### TASK
An exact copy of every entry is needed, with no images.

Data excerpts
^^^^^^^^^^^^^^^^
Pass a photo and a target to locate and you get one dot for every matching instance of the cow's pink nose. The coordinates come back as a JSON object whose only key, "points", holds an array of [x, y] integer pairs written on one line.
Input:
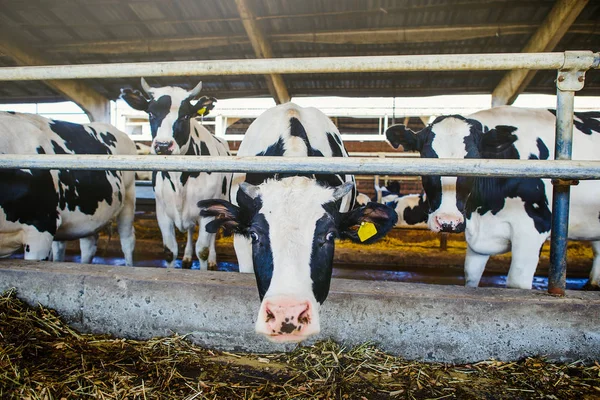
{"points": [[287, 317]]}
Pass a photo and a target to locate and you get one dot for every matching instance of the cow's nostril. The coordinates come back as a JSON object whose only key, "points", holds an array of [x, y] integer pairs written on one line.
{"points": [[270, 316], [304, 317]]}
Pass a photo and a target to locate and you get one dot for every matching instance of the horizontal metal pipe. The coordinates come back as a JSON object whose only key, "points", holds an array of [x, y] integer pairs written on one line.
{"points": [[421, 166], [435, 62]]}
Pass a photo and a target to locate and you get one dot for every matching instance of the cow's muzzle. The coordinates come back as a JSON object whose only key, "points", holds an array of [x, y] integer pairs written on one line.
{"points": [[164, 148], [287, 320]]}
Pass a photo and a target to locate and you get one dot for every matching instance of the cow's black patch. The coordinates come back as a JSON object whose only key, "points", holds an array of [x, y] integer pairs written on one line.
{"points": [[262, 254], [490, 194], [192, 151], [108, 138], [544, 153], [297, 130], [321, 257], [157, 111], [498, 143], [29, 198], [335, 145], [204, 149], [224, 186], [165, 175], [79, 188]]}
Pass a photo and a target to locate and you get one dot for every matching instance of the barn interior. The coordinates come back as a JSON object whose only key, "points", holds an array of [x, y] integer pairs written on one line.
{"points": [[444, 323], [65, 32]]}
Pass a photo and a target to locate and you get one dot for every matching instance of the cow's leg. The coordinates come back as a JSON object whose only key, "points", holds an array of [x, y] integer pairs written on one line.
{"points": [[212, 254], [594, 282], [37, 245], [167, 229], [88, 246], [474, 266], [525, 257], [125, 226], [205, 249], [58, 251], [189, 249], [243, 252]]}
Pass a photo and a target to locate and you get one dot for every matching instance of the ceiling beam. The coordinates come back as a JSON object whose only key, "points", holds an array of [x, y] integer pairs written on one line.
{"points": [[262, 49], [96, 106], [423, 34], [552, 30]]}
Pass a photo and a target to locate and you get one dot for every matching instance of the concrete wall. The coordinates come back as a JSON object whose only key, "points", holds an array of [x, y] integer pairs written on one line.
{"points": [[218, 309]]}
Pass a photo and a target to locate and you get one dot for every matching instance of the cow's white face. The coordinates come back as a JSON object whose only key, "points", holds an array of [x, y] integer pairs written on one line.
{"points": [[293, 223], [446, 137], [169, 112]]}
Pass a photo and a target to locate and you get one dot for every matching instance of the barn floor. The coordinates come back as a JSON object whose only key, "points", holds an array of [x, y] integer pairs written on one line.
{"points": [[41, 357], [406, 255]]}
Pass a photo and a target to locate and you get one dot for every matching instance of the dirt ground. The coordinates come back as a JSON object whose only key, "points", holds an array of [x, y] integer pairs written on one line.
{"points": [[43, 358]]}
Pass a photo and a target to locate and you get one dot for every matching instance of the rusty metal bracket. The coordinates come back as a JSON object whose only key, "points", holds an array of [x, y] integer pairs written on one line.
{"points": [[565, 182], [571, 77]]}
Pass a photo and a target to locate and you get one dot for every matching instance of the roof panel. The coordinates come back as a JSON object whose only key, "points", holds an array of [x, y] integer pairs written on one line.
{"points": [[100, 31]]}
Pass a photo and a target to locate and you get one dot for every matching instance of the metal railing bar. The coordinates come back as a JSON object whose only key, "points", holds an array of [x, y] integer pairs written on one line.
{"points": [[554, 169], [431, 62]]}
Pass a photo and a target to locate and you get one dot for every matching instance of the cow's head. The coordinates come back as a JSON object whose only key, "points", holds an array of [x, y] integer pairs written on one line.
{"points": [[293, 223], [169, 110], [453, 137]]}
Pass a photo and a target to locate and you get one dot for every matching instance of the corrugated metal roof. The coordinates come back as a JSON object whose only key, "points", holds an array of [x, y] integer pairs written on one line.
{"points": [[103, 31]]}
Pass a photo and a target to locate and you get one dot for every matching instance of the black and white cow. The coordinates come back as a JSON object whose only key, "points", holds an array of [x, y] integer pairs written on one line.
{"points": [[285, 225], [412, 209], [505, 214], [39, 206], [175, 130]]}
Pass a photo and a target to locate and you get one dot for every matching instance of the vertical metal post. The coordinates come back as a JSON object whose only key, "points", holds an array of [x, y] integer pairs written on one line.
{"points": [[561, 194], [571, 78]]}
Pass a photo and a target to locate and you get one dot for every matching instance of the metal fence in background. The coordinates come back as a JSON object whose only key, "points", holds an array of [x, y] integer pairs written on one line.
{"points": [[571, 67]]}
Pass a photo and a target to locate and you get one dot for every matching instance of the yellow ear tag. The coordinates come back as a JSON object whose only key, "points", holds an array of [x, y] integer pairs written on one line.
{"points": [[366, 231]]}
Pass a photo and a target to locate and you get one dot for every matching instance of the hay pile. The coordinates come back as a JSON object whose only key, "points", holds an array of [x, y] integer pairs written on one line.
{"points": [[42, 358]]}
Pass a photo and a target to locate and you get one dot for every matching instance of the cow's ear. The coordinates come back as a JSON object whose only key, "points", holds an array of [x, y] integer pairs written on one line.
{"points": [[135, 99], [203, 106], [497, 141], [367, 224], [226, 215], [398, 135]]}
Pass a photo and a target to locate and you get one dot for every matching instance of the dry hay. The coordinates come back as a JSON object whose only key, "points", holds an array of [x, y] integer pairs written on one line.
{"points": [[43, 358]]}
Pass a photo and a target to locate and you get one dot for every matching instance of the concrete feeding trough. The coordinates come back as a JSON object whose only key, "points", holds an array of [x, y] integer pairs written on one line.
{"points": [[218, 310]]}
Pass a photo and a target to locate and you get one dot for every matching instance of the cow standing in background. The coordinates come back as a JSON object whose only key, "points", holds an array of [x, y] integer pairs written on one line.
{"points": [[172, 113], [285, 225], [505, 214], [412, 209], [38, 207]]}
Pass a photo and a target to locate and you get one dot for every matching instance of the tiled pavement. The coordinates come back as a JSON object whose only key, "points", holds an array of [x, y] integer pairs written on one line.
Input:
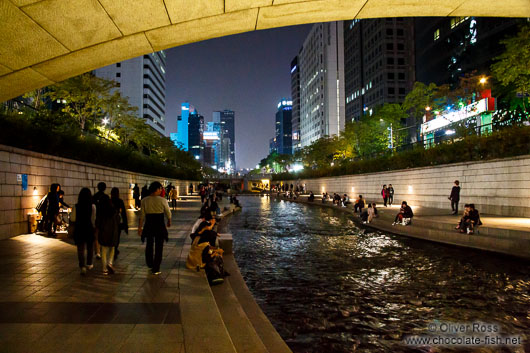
^^^^^^^^^^^^^^^^
### TASK SOLUTION
Pass a photo and a target to locate and you get one dot for every matching instance of the cow's pink nose. The coordinates come back as a JSON object whose only key, "points", holds an array of [x, y] integer pairs written on one line.
Input:
{"points": [[287, 317]]}
Pass a photo and a target to locate and you get one dot for every matching instance of the cow's nostril. The coordinates come back as a JSON object whose only key, "points", holds an array of [x, y] integer pairs written on one line.
{"points": [[270, 316], [304, 317]]}
Pass a photo and a target to locate and you get one dot for every matching instance of the horizontal metal pipe. The coordinates come back as a JSON object whose only key, "points", holds an array of [x, y] integer pairs written on one line.
{"points": [[421, 166], [435, 62]]}
Pass a photo and a target to locate and you get one dot for every matching instance of the cow's muzzle. The coordinates come back as a JSON object whose only key, "points", holds an array of [x, y] integer pairs written on one line.
{"points": [[164, 148], [287, 320]]}
Pass a photo and a target to locate and you get one dot for every matching instance of the cow's black patch. The coordinates come back as a JSON object whose only key, "points", holds an array of [x, y] integer pairs written on one line.
{"points": [[262, 254], [490, 194], [192, 151], [108, 138], [544, 153], [297, 130], [321, 257], [157, 111], [498, 143], [29, 198], [335, 145], [204, 149], [224, 186], [165, 175], [79, 188]]}
Pass a photo and a target to locate and you get one dot for every matching instance of the barn interior. The coordinates come back as a JSON object whose only key, "points", holds an array of [x, y] integer pairs written on one line.
{"points": [[444, 323], [65, 32]]}
Pass a photo and a target to locate and you get one dot for every matching instance of the cow's leg. The coordinates come back as a JSON object whose only key, "points", holds an array of [x, y] integer pairs written on one line.
{"points": [[212, 254], [594, 282], [37, 245], [167, 229], [88, 246], [474, 266], [525, 257], [125, 226], [205, 249], [58, 251], [189, 249], [243, 252]]}
Pass a photo and a target to locate and you get one dot for every matching instance of the ceiling beam. The coordinates come back as a JSON object whose only key, "points", holds an array of [x, y] integer pairs written on one line.
{"points": [[262, 49], [96, 106], [423, 34], [552, 30]]}
Pass a photo and a target to locate and you get one dot for every matching instance of the concrete wall. The coordinates come back as a JSON object whose only key, "points", holds an array of [x, y] integer pairs written on one line.
{"points": [[218, 309]]}
Pass a photo and a target to locate and you get one dot for every matching instance of the cow's white face. The coordinates come back as a JSON object whose only key, "points", holds an array of [x, y] integer pairs written on one line.
{"points": [[293, 223], [446, 137], [169, 112]]}
Pass a photo and a target to locate and you get one dot for every matching instance of the barn floor. The coordinates come back as a JSON object whose only key, "points", holds an array of [x, y] integer pairs written on one line.
{"points": [[41, 357], [406, 255]]}
Pass a photo and a target to locate and you get one dot for every matching instance of the dirt ground. The coordinates come back as a JSON object whose only key, "points", holds an array of [x, y] integer pairs written on one line.
{"points": [[43, 358]]}
Pass a photo and a target to locate and you get one dot for every matching instance of the rusty metal bracket. The coordinates come back as a JSON object whose only key, "points", holds an array of [x, y] integer pairs written on one line.
{"points": [[565, 182], [571, 77]]}
Pass a photo and a target to locate and you get one dot for every matching instance of the roof panel. The coordinates come back as a JSON object whose only key, "points", holds an array of [x, y] integer pairs written on one line.
{"points": [[100, 31]]}
Pass a photo and a target to locate and you get one dot for every matching instance of the metal railing bar. The coordinates come back as a JSON object whose only key, "points", holds an array of [x, y] integer pairs written on one line.
{"points": [[554, 169], [431, 62]]}
Pass a photo and a target to locate and you get one dot for every matching instance of the cow's head. The coordinates come back as a JSON object whose only key, "points", holds an array of [x, y] integer pairs written on one line.
{"points": [[293, 223], [169, 110], [453, 137]]}
Pass a photo and a target to locate and you get one dot for every matching instance of the corrugated metal roof. The coordinates come back as a JSON object whose only key, "points", holds an array of [x, y] integer pairs written on one line.
{"points": [[103, 31]]}
Pass a photo and a target to locate and you get one dot for every matching instance of the black and white cow. The coordinates come back as a JSON object whose only key, "points", holds an array of [x, y] integer pairs written on one line.
{"points": [[285, 225], [412, 209], [505, 214], [39, 206], [175, 130]]}
Pass a photo and a target to locate and you get one dot for every matching instance of the vertical metal post. The coordinates come back as a JSON object whose only key, "points", holds an array of [x, y] integer pairs written on one line.
{"points": [[561, 194], [571, 78]]}
Pass a photo and a target to locate and you get one dot for every matching instance of the metal fence in background. The coordinates come back as a JSON object whose only key, "points", holds an array of [x, y] integer pairs written on one line.
{"points": [[571, 67]]}
Pass a photo and a target to locate and you get one dot for every matching instance of the yellow ear tag. The coordinates come back as a JSON object whose only key, "points", holds an array of [x, y] integer pairs written on one line.
{"points": [[366, 231]]}
Pass a photo and a target to locate and you get one dot for every matching instance of the hay pile. The coordinates come back as a JSON object whose only key, "points", holds an array of [x, y] integer pairs written on one line.
{"points": [[42, 358]]}
Pass a photo and a target to locate and you get one dot for every matching instance of the cow's ear. The coordinates come back as a JSON object whose only key, "points", holds an array of [x, y] integer pairs written on one line.
{"points": [[135, 99], [203, 106], [497, 141], [367, 224], [226, 215], [398, 135]]}
Pass a photo and a target to locate and you get one dot for every matching instance of the dry hay. The coordinates come back as a JSON object whose only key, "points", holds an array of [x, y] integer pairs written on one line.
{"points": [[43, 358]]}
Pass a photo and a target to locate and you get one dot for every matching instance of the concrete feeding trough. The coordinates come back as a JSON object whose only key, "points", holds an array of [x, y] integer pairs written on one line.
{"points": [[218, 310]]}
Pass a photo and a target to locate and you get one dot for every matching instance of the cow standing in background. The coordinates come back as a JSON object whose only key, "points", holds an array of [x, y] integer pairs written on one line.
{"points": [[172, 113], [285, 225], [505, 214], [412, 209], [38, 207]]}
Pass a photo and a target to locate and you get one dot for every matching instance of the tiled pavement. The coordinates come back as a JSON object whose only key, "points", holds an array of [x, y] integer pairs written on one line.
Input:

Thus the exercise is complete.